20.313063621520996 2.129678726196289
20.826204299926758 2.183504104614258
80 10918892


## models blocks

**Position encoding:**
$$PE_{(pos, 2i)}   = \sin(pos/10000^{2i/d_{model}})$$
$$PE_{(pos, 2i+1)} = \cos(pos/10000^{2i/d_{model}})$$

In [24]:
#for not computing this every time we precompute it
class PositionEncoding(nn.Module):
    def __init__(self, emb_dim=32, max_len=50, device='cpu'):
        super().__init__()
        
        self.pe = torch.zeros(max_len, emb_dim)
        
        position = torch.arange(start=0, end=max_len, step=1).float().unsqueeze(1)
        embedding_index = torch.arange(start=0, end=emb_dim, step=2).float()
        
        div_term = 1/torch.tensor(10000.0)**(embedding_index/emb_dim)
        
        self.pe[:, 0: :2] = torch.sin(position * div_term)
        self.pe[:, 1: :2] = torch.cos(position * div_term)
        self.pe = self.pe.to(device)
        
    
    def forward(self, word_embeddings):
        # w_e.shape = (B, T, emb_dim)
        #  по длине берём срез до T (<max_len),
        #  а размерность B добавится автоматически (или можно вручную pe.repeat/expand)
        # pe.shape = (max_len, emb_dim)
        return word_embeddings + self.pe[:word_embeddings.size(1), :]


$$\text{Attention}(Q, K, V) = \text{softmax} \Big( \frac{Q K^T}{\sqrt{d_k}} \Big) V$$

$d_k$ = single-head dimention (`heads_dim`)

In [25]:
# attention is Multi-headed
class Attention(nn.Module):
    def __init__(self, emb_dim=32, heads=8):
        super().__init__()

        
        assert emb_dim % heads == 0, "Uneven disrtibution of channels between heads"
        self.heads = heads
        self.heads_dim = emb_dim // heads
        
        # Q,K,V matrixes:
        self.Queries = nn.Linear(in_features=emb_dim, out_features=emb_dim, bias=False)
        self.Keys    = nn.Linear(in_features=emb_dim, out_features=emb_dim, bias=False)
        self.Values  = nn.Linear(in_features=emb_dim, out_features=emb_dim, bias=False)

        self.fc = nn.Linear(emb_dim, emb_dim)
        
    
    def forward(self, q, k, v, mask=None):
        ## 3 different inputs for more flexibility: in standatr Transformers
        ##  there is `Encoder-Decoder Attention`
        ## mask is needed for `Self-Attention`

        # T = 'times' = seq_len
        B, T_q, C = q.shape
        T_k = k.size(1)  #seq_len(v) = seq_len(k)

Extracted information:
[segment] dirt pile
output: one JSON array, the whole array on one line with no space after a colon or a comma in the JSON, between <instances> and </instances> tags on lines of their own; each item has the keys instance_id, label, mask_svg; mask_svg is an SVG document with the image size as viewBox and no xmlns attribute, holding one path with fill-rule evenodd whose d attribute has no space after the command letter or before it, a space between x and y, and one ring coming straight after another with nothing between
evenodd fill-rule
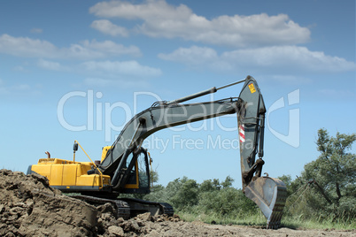
<instances>
[{"instance_id":1,"label":"dirt pile","mask_svg":"<svg viewBox=\"0 0 356 237\"><path fill-rule=\"evenodd\" d=\"M37 174L0 170L0 236L355 236L356 232L267 230L184 222L176 215L116 218L110 203L94 207L63 195Z\"/></svg>"},{"instance_id":2,"label":"dirt pile","mask_svg":"<svg viewBox=\"0 0 356 237\"><path fill-rule=\"evenodd\" d=\"M0 236L93 235L98 210L41 175L0 171Z\"/></svg>"}]
</instances>

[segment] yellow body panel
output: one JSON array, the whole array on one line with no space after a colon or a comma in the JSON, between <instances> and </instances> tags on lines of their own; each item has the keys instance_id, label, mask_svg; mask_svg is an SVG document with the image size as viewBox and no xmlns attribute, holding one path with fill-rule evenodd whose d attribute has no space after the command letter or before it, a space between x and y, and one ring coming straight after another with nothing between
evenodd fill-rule
<instances>
[{"instance_id":1,"label":"yellow body panel","mask_svg":"<svg viewBox=\"0 0 356 237\"><path fill-rule=\"evenodd\" d=\"M103 148L103 151L101 153L101 162L106 157L107 151L112 148L112 146L106 146Z\"/></svg>"},{"instance_id":2,"label":"yellow body panel","mask_svg":"<svg viewBox=\"0 0 356 237\"><path fill-rule=\"evenodd\" d=\"M75 187L97 187L98 189L110 185L109 175L90 174L91 162L74 162L69 160L47 158L40 159L32 165L32 171L50 180L50 186L75 189Z\"/></svg>"}]
</instances>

Set task 1:
Answer these questions from the models blocks code:
(a) What is the default value of max_len in PositionEncoding?
(b) What is the default number of heads in Attention?
(c) What bias setting do the Queries, Keys, and Values layers use?
Set task 2: Please write out the part of the models blocks code that opens with the words containing "div_term = 1/torch.tensor(10000.0)**(embedding_index/emb_dim)" and closes with "(B, T, emb_dim)".

Complete output 1:
(a) 50
(b) 8
(c) bias=False

Complete output 2:
div_term = 1/torch.tensor(10000.0)**(embedding_index/emb_dim)
        
        self.pe[:, 0: :2] = torch.sin(position * div_term)
        self.pe[:, 1: :2] = torch.cos(position * div_term)
        self.pe = self.pe.to(device)
        
    
    def forward(self, word_embeddings):
        # w_e.shape = (B, T, emb_dim)